= Excerpt provided =
## BEGIN
Graph to be analyzed.

directed

Logical scalar, whether to consider direction of the edges in directed graphs. It is ignored for undirected graphs.

scale

Logical scalar, whether to scale the result to have a maximum score of one. If no scaling is used then the result vector has unit length in the Euclidean norm.

weights

A numerical vector or NULL. This argument can be used to give edge weights for calculating the weighted eigenvector centrality of vertices. If this is NULL and the graph has a weight edge attribute then that is used. If weights is a numerical vector then it is used, even if the graph has a weight edge attribute. If this is NA, then no edge weights are used (even if the graph has a weight edge attribute). Note that if there are negative edge weights and the direction of the edges is considered, then the eigenvector might be complex. In this case only the real part is reported. This function interprets weights as connection strength. Higher weights spread the centrality better.
## END
= Required task 1 =
Extract the argument descriptions above in full, reproducing them verbatim.

Mask labeling samples:
## BEGIN
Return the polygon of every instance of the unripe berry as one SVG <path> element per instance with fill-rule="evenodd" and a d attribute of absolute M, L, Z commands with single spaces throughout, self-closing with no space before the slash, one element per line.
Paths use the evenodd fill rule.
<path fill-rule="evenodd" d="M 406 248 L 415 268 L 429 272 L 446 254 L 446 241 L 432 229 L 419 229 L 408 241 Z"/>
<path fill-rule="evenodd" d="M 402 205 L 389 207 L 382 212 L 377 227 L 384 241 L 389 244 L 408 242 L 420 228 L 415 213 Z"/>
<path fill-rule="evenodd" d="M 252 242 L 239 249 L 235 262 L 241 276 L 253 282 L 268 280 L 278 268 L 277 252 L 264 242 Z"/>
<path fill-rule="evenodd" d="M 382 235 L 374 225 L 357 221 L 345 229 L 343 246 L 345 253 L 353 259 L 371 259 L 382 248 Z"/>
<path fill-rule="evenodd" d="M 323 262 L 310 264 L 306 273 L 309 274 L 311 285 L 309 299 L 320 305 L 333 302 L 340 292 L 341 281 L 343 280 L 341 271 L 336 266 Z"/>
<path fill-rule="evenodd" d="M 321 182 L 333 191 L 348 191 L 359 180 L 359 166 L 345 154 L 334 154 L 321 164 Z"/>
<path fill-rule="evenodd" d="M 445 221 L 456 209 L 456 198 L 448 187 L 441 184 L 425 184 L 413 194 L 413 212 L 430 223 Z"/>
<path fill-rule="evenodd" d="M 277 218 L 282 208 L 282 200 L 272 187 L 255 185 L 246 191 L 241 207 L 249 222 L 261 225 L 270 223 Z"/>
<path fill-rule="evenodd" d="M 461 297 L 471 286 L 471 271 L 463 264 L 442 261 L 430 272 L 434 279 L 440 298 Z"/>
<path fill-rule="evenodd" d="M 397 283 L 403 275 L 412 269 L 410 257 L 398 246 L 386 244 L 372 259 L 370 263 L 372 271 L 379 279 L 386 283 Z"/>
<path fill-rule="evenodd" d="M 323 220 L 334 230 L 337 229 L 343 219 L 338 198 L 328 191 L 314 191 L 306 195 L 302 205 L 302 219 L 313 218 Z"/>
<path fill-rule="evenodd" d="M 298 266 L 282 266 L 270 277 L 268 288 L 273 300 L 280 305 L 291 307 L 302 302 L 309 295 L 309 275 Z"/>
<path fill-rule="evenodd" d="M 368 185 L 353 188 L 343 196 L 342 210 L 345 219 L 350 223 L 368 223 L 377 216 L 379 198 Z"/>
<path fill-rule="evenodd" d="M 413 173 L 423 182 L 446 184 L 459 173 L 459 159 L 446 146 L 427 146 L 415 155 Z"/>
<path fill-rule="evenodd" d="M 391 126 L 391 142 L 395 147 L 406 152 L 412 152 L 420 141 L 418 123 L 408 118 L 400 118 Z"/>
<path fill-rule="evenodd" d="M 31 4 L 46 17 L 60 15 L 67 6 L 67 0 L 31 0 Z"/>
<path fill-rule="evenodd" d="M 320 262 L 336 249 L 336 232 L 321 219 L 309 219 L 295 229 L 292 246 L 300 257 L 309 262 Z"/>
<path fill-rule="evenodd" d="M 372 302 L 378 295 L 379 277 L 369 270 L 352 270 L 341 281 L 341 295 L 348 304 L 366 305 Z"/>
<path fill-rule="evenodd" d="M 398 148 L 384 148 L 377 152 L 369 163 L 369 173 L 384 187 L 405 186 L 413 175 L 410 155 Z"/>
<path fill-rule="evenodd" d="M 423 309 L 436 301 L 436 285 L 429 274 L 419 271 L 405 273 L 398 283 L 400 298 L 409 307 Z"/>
## END
= Required task 2 =
Filter the rows, keeping every line that contains the string "with". Matching is case-sensitive.

= Exercise output 1 =
Graph to be analyzed.

directed

Logical scalar, whether to consider direction of the edges in directed graphs. It is ignored for undirected graphs.

scale

Logical scalar, whether to scale the result to have a maximum score of one. If no scaling is used then the result vector has unit length in the Euclidean norm.

weights

A numerical vector or NULL. This argument can be used to give edge weights for calculating the weighted eigenvector centrality of vertices. If this is NULL and the graph has a weight edge attribute then that is used. If weights is a numerical vector then it is used, even if the graph has a weight edge attribute. If this is NA, then no edge weights are used (even if the graph has a weight edge attribute). Note that if there are negative edge weights and the direction of the edges is considered, then the eigenvector might be complex. In this case only the real part is reported. This function interprets weights as connection strength. Higher weights spread the centrality better.

= Exercise output 2 =
Return the polygon of every instance of the unripe berry as one SVG <path> element per instance with fill-rule="evenodd" and a d attribute of absolute M, L, Z commands with single spaces throughout, self-closing with no space before the slash, one element per line.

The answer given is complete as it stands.